---- Materials provided
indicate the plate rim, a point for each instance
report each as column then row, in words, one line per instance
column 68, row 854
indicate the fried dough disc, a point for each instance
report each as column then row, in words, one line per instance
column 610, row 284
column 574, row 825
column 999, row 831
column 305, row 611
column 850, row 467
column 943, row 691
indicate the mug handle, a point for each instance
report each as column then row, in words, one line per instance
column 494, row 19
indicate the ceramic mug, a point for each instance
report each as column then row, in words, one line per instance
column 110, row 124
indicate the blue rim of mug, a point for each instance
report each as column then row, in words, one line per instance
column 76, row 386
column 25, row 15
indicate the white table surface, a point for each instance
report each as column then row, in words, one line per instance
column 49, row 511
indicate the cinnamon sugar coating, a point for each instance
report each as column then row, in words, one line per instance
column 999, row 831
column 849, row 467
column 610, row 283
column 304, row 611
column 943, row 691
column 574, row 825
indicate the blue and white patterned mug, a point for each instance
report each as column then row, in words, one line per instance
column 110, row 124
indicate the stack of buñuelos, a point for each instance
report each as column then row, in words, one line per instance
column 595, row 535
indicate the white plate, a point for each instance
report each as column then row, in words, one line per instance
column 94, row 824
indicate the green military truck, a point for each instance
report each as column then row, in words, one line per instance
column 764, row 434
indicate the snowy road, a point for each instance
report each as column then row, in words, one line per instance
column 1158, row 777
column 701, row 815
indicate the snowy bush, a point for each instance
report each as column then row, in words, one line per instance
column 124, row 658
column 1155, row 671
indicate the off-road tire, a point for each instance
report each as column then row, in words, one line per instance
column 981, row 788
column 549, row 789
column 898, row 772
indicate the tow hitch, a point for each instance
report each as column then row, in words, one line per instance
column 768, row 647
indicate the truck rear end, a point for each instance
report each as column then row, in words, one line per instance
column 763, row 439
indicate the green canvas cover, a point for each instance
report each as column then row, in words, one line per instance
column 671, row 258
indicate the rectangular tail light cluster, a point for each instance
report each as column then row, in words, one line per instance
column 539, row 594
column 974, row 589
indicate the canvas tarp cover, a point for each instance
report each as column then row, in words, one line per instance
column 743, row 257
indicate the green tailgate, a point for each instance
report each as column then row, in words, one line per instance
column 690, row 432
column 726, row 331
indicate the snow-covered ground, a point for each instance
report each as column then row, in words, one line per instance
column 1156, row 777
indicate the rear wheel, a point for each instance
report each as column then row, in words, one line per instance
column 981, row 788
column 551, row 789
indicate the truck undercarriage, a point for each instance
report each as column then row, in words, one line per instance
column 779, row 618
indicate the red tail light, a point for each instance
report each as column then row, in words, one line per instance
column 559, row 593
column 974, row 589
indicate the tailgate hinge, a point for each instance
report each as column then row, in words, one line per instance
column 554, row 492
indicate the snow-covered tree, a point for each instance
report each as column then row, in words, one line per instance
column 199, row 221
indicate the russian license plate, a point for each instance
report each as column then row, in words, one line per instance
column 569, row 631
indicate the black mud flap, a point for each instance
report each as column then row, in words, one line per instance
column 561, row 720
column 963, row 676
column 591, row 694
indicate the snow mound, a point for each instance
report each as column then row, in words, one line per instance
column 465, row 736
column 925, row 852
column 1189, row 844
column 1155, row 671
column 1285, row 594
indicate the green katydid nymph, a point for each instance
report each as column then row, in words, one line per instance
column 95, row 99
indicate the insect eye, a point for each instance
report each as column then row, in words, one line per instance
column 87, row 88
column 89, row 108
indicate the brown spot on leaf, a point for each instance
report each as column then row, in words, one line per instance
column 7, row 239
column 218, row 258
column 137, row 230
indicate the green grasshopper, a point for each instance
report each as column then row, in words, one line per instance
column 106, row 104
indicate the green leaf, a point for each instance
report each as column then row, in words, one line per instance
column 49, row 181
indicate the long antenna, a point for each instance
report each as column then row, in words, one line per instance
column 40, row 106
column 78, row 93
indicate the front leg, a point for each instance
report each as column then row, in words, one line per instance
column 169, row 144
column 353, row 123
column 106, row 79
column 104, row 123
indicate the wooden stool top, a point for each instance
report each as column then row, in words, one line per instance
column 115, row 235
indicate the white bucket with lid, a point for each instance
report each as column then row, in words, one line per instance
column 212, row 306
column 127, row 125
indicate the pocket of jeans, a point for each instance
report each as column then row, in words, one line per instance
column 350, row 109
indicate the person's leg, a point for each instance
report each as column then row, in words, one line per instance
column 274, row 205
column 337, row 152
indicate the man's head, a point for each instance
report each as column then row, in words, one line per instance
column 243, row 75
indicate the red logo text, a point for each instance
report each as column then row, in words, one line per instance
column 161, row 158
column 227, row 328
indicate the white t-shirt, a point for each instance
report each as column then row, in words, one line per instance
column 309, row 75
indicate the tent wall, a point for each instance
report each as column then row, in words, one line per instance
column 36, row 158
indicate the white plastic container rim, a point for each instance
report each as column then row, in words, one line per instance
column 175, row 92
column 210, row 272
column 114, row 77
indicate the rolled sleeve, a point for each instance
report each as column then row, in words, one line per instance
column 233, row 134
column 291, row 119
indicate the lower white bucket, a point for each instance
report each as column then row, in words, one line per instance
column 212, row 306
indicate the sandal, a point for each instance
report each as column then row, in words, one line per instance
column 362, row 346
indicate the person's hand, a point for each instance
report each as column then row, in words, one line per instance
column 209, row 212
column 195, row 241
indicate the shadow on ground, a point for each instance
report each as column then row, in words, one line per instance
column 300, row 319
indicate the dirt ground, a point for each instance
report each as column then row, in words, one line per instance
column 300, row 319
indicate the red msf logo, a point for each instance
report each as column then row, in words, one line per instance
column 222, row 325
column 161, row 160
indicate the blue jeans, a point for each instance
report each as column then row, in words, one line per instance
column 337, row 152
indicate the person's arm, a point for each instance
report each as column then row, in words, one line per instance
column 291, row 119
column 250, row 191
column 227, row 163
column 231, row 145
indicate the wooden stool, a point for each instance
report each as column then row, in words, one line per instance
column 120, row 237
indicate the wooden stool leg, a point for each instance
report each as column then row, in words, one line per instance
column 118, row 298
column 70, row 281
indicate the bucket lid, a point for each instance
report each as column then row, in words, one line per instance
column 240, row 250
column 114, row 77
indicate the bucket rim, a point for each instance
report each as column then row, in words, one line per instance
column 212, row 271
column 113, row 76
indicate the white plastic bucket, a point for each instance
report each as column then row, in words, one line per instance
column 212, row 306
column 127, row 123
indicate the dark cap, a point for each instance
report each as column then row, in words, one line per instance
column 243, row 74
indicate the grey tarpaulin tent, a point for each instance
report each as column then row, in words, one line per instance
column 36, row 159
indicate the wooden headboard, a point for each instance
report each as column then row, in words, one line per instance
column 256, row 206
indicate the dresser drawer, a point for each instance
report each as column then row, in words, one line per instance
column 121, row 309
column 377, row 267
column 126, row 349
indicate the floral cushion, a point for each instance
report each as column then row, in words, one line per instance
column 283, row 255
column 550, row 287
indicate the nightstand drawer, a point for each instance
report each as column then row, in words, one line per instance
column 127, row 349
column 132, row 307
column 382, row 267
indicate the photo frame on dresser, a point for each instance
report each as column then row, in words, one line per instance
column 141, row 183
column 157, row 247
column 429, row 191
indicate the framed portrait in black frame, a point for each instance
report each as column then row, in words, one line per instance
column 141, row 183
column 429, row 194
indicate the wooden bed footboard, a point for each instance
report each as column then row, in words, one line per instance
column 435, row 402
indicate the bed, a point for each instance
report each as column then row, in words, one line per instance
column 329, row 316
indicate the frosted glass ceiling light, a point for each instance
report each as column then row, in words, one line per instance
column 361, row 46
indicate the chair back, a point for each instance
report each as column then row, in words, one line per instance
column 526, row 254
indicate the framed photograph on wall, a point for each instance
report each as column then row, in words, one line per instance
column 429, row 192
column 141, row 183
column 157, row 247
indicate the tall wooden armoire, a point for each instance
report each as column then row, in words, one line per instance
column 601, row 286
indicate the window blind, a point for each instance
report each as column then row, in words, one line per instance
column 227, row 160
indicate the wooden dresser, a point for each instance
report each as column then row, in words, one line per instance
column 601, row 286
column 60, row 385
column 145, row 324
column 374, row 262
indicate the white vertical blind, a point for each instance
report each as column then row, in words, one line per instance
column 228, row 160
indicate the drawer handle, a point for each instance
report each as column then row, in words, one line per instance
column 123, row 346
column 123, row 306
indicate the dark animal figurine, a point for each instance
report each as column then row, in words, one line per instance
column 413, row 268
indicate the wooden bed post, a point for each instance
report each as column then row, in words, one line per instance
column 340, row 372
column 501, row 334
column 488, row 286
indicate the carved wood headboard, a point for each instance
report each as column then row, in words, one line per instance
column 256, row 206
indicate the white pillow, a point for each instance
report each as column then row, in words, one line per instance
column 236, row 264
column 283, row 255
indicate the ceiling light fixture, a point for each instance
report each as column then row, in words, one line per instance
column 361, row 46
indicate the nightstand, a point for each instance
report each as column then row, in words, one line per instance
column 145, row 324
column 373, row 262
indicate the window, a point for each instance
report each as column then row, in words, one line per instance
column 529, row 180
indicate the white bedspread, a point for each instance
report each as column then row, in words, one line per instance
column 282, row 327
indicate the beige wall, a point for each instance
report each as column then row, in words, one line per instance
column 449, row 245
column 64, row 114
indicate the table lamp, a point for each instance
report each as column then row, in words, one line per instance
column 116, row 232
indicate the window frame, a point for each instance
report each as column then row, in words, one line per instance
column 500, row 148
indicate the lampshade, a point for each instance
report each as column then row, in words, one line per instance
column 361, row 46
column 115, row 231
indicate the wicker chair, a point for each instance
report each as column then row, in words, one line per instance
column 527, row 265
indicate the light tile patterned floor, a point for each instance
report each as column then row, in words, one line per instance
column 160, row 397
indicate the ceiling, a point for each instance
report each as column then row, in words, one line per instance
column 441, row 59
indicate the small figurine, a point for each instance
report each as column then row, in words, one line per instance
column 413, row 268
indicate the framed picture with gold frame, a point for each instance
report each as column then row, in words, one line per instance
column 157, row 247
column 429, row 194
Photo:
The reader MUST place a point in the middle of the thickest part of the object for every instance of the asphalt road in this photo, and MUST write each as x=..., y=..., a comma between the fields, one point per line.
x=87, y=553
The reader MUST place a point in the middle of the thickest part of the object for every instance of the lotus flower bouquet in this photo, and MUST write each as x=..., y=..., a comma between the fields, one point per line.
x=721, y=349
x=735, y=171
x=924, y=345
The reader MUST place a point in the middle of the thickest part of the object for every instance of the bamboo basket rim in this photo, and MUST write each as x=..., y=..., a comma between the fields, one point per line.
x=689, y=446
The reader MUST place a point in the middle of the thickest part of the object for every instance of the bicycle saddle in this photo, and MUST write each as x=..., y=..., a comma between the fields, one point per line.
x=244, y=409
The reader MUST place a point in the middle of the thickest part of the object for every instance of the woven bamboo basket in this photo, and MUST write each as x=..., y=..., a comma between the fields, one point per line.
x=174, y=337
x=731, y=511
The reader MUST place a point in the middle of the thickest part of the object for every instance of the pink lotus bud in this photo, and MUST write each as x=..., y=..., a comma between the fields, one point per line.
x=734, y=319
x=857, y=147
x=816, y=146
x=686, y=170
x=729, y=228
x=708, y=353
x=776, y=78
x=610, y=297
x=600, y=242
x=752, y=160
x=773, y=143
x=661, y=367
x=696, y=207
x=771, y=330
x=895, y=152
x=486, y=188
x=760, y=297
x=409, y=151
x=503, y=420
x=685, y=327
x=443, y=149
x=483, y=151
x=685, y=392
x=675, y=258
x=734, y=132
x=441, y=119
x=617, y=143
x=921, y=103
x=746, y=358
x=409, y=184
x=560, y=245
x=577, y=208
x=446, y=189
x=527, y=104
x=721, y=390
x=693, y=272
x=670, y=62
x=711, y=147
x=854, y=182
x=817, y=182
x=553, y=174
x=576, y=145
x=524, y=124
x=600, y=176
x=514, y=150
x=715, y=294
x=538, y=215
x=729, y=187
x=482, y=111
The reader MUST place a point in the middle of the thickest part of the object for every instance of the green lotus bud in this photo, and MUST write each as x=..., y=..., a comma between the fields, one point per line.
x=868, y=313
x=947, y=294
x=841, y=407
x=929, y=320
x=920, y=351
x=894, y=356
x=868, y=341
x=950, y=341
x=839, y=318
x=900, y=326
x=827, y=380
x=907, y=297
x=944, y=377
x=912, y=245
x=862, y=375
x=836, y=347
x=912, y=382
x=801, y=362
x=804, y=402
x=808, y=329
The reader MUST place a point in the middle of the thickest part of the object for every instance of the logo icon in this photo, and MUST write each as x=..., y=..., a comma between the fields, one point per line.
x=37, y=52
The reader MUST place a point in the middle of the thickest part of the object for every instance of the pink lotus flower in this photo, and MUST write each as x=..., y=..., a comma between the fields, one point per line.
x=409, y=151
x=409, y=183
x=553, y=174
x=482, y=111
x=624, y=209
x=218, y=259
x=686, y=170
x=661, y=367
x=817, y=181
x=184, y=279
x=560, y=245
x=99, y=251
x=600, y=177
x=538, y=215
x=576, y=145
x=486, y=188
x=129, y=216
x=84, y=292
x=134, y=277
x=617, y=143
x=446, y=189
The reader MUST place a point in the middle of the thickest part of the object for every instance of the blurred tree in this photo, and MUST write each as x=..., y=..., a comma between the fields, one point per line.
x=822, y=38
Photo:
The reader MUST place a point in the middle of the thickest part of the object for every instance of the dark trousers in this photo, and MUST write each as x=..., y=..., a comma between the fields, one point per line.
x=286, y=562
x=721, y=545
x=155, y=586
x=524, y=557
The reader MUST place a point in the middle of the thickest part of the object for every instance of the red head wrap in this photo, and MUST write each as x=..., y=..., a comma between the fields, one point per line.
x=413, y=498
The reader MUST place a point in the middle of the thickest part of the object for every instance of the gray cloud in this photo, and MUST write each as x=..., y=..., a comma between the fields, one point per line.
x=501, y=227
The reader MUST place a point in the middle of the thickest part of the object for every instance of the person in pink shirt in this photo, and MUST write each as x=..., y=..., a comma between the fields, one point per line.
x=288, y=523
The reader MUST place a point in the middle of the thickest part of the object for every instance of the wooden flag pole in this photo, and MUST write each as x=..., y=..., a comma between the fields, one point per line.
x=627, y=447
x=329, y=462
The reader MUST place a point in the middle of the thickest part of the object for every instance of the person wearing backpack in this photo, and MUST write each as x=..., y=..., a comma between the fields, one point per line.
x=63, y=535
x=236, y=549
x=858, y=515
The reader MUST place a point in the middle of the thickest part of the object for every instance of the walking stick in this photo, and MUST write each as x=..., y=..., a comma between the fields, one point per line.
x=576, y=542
--------
_What you will do:_
Repeat exactly the lines that run from the opening of the listing through the line holding "indicate the snowy road, a". Leave out everything else.

_Solution below:_
indicate the plate rim, a point for each instance
report each as column then row, in words, one line per instance
column 68, row 854
indicate the fried dough disc, a point for each instance
report each as column then row, in words, one line per instance
column 610, row 284
column 574, row 825
column 999, row 831
column 305, row 611
column 850, row 467
column 943, row 691
indicate the mug handle, a point for each instance
report each as column then row, in words, one line per instance
column 494, row 19
indicate the ceramic mug, a point for each instance
report each as column then row, in words, one line per instance
column 110, row 124
indicate the blue rim of mug, a point for each instance
report each as column then row, in words, one line per instance
column 76, row 386
column 25, row 15
indicate the white table surface, a point for each instance
report each as column then row, in words, one line per instance
column 49, row 511
indicate the cinnamon sugar coating, a point for each instance
report each as column then row, in words, one line per instance
column 999, row 831
column 849, row 467
column 610, row 283
column 304, row 611
column 943, row 691
column 574, row 825
indicate the blue and white patterned mug, a point for each instance
report each as column then row, in words, one line per instance
column 110, row 124
indicate the stack of buñuelos, a point for each instance
report each as column then row, in words, one line per instance
column 595, row 535
indicate the white plate, a point for each instance
report each as column then row, in words, one line per instance
column 94, row 824
indicate the green military truck, a point for each instance
report each as column then row, in words, one line per instance
column 764, row 434
indicate the snowy road, a point for each instance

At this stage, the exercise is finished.